== EXERCICE PROPOSÉ ==
Recopiez toutes les lignes ci-dessous, consignes comprises, en décalant de 21 chaque coordonnée des cadres donnés en réponse, sans toucher aux nombres des consignes ni à leurs exemples de format. Laissez les images de côté dans votre réponse.

== DONNÉES ==
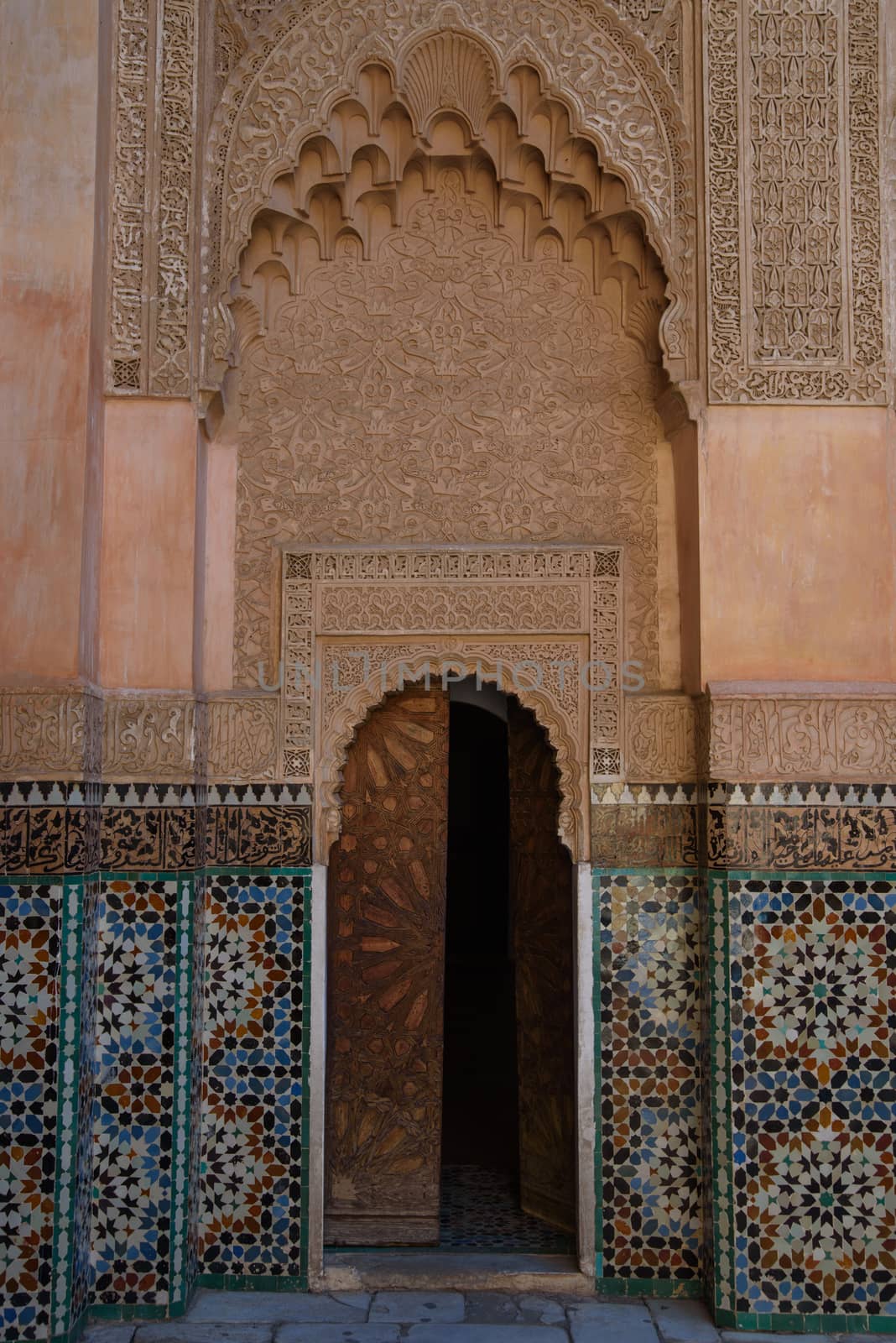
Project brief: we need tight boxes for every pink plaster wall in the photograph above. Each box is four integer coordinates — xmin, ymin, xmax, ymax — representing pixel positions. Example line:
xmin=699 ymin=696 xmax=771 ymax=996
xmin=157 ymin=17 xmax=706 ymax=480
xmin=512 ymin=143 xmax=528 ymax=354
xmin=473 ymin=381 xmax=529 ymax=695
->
xmin=0 ymin=0 xmax=99 ymax=682
xmin=201 ymin=443 xmax=237 ymax=690
xmin=99 ymin=398 xmax=197 ymax=690
xmin=701 ymin=405 xmax=896 ymax=681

== EXERCICE CORRIGÉ ==
Project brief: we need tight boxes for every pink plaster wall in the photograph above. Each box is four integer coordinates — xmin, ymin, xmax, ymax — representing pixel positions. Example line:
xmin=699 ymin=696 xmax=771 ymax=996
xmin=157 ymin=17 xmax=706 ymax=480
xmin=512 ymin=143 xmax=528 ymax=354
xmin=473 ymin=381 xmax=529 ymax=695
->
xmin=21 ymin=21 xmax=120 ymax=703
xmin=222 ymin=464 xmax=258 ymax=711
xmin=120 ymin=419 xmax=218 ymax=711
xmin=722 ymin=426 xmax=917 ymax=702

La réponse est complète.